- **Directive**
Repeat the records below word for word, but start at the line that contains "of the draped", stop after the last line, and include nothing else.

- **Stored items**
----

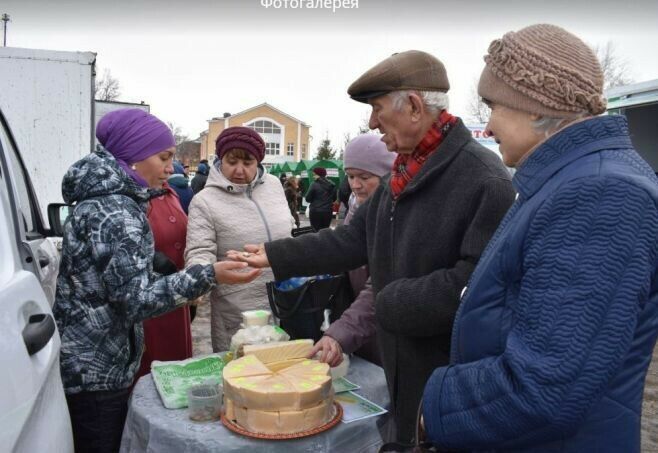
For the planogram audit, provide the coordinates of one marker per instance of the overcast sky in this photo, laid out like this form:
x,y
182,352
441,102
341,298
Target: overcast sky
x,y
192,60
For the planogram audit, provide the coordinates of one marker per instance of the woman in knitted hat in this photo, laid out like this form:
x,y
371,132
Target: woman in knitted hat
x,y
320,197
106,285
366,162
240,203
554,333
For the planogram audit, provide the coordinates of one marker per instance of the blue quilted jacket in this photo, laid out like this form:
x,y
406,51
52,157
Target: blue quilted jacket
x,y
106,286
555,331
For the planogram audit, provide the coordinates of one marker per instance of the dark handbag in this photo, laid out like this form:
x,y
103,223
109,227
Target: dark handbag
x,y
301,310
416,446
303,230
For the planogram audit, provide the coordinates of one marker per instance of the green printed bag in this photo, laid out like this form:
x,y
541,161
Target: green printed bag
x,y
173,379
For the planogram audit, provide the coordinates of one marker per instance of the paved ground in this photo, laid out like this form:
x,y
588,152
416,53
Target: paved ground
x,y
650,408
201,345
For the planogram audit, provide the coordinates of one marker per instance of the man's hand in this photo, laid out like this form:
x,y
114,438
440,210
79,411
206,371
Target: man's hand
x,y
253,254
195,302
231,272
330,351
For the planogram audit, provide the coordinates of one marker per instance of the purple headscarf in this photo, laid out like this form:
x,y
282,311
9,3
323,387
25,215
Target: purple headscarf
x,y
132,135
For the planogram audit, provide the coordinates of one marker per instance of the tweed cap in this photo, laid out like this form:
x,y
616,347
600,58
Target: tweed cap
x,y
545,70
243,138
410,70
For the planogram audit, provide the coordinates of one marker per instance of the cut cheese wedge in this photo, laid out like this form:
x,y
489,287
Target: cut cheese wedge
x,y
278,366
280,422
279,351
278,391
288,385
246,366
308,367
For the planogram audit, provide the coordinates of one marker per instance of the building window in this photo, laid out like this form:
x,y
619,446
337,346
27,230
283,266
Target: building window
x,y
272,148
265,127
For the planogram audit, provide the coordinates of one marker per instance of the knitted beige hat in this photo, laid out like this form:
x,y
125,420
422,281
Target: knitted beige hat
x,y
545,70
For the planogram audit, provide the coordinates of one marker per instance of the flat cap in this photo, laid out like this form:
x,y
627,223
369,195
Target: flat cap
x,y
410,70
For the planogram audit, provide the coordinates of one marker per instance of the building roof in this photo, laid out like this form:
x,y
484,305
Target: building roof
x,y
258,106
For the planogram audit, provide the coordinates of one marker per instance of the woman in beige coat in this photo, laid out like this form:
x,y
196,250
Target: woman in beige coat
x,y
240,204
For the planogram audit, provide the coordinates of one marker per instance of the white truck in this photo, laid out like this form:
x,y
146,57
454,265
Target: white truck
x,y
33,411
639,102
48,99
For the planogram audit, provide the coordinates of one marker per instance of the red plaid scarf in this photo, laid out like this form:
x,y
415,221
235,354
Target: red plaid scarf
x,y
406,166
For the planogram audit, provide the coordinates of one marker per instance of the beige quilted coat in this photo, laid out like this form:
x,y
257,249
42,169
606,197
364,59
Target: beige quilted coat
x,y
225,216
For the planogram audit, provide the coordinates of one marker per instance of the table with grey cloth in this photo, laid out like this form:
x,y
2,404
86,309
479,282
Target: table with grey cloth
x,y
150,427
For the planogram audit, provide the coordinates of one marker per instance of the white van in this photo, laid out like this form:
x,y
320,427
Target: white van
x,y
33,411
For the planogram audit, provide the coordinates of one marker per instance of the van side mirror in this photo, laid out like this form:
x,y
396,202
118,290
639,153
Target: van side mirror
x,y
57,215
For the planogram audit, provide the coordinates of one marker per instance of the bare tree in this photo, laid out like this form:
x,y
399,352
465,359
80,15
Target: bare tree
x,y
325,151
107,88
476,109
347,137
179,135
615,69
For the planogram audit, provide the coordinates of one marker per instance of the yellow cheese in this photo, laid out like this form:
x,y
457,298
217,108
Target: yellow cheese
x,y
308,367
278,351
228,408
299,386
280,422
245,366
278,366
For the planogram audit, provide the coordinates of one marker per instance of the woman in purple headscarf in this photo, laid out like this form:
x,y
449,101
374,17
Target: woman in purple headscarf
x,y
107,285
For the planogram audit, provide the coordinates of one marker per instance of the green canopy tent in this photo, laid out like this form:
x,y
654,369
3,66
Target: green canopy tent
x,y
334,169
275,170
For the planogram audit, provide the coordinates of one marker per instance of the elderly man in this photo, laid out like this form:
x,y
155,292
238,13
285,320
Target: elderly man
x,y
421,233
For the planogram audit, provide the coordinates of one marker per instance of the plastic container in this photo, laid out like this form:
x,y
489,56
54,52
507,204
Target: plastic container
x,y
256,318
204,402
341,370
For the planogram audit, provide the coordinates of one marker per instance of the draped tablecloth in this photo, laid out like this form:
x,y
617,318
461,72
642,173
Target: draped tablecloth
x,y
150,427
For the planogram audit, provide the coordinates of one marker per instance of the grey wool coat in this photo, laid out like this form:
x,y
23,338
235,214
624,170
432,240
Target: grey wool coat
x,y
421,250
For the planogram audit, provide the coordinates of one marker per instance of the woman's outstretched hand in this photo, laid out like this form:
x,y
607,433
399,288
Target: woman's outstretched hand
x,y
254,255
232,272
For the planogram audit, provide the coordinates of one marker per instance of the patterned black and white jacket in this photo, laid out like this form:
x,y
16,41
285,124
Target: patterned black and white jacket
x,y
106,285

----

- **Answer to this problem**
For the planogram audit, provide the coordinates of one marker per instance of the draped tablecloth in this photo, laid out like this form:
x,y
617,318
461,72
642,173
Target: draped tablecloth
x,y
150,427
For the planogram audit, provide the coordinates of one marker per instance of the grey wool coat in this photo, laid out like this form:
x,y
23,338
235,214
624,170
432,240
Target: grey wool coat
x,y
421,250
For the planogram audit, provide the coordinates of one marker per instance of the woman's outstretched hand in this photo, laid out like this form:
x,y
607,433
399,288
Target: woman's outstretched hand
x,y
254,255
232,272
For the planogram audit, provide the coordinates of one marker per instance of the patterned black and white jacket in this photo, laid out like this form:
x,y
16,41
285,124
Target: patterned black and white jacket
x,y
106,285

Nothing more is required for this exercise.